NYT says Michele Bachmann now a Baptist - Word&Way

NYT says Michele Bachmann now a Baptist

STILLWATER, Minn. (ABP) – Republican presidential candidate Michele Bachmann, in the news for recently severing ties with a church in a conservative Lutheran denomination accused in the past of being anti-Catholic, may have found a new spiritual home among Baptists.


Michele Bachmann

A July 17 New York Times article about the Minnesota congresswoman seen as a champion of Tea Party values quoted friends as saying that Bachmann, who resigned her membership at Salem Lutheran Church in Stillwater just prior to announcing her candidacy, now attends Eagle Brook Church, a multi-campus mega-church affiliated with the Baptist General Conference, a small grouping of churches of Swedish descent mostly in the upper Midwest.

Some have speculated that Bachmann’s decision to leave her former church associated with the Wisconsin Evangelical Lutheran Synod had to do with the conservative church’s historic teaching that the Catholic pope is the Antichrist. Other reports said it was the result of a chance meeting between Bachmann’s husband and their pastor.

• _Description of the task_
In the news item on Michele Bachmann, which church do her friends say she now attends?

• _Excerpted records_
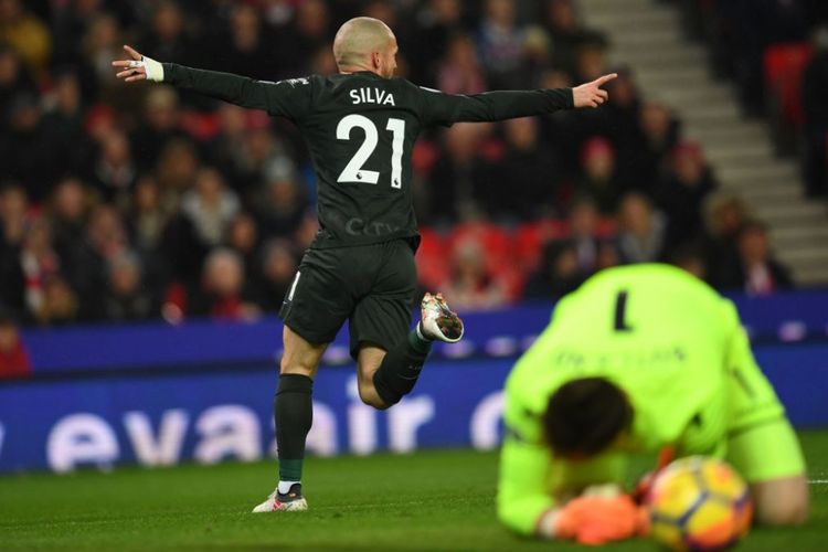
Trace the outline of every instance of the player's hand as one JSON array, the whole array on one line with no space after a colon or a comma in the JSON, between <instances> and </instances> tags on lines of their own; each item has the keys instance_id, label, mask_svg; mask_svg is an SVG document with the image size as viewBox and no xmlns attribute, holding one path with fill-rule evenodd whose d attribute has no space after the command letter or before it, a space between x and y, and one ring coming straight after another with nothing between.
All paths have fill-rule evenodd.
<instances>
[{"instance_id":1,"label":"player's hand","mask_svg":"<svg viewBox=\"0 0 828 552\"><path fill-rule=\"evenodd\" d=\"M555 539L598 545L646 534L647 514L627 495L581 496L559 509L554 520Z\"/></svg>"},{"instance_id":2,"label":"player's hand","mask_svg":"<svg viewBox=\"0 0 828 552\"><path fill-rule=\"evenodd\" d=\"M609 73L608 75L599 76L591 83L585 83L572 88L572 99L575 104L575 108L598 107L601 104L609 99L609 93L601 87L617 76L617 73Z\"/></svg>"},{"instance_id":3,"label":"player's hand","mask_svg":"<svg viewBox=\"0 0 828 552\"><path fill-rule=\"evenodd\" d=\"M123 78L127 83L134 83L136 81L153 81L160 83L163 81L163 65L141 55L135 49L128 45L124 45L124 51L130 57L129 60L117 60L113 62L113 67L117 67L118 73L116 77Z\"/></svg>"}]
</instances>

• _Solution to this task_
Eagle Brook Church, a multi-campus mega-church affiliated with the Baptist General Conference.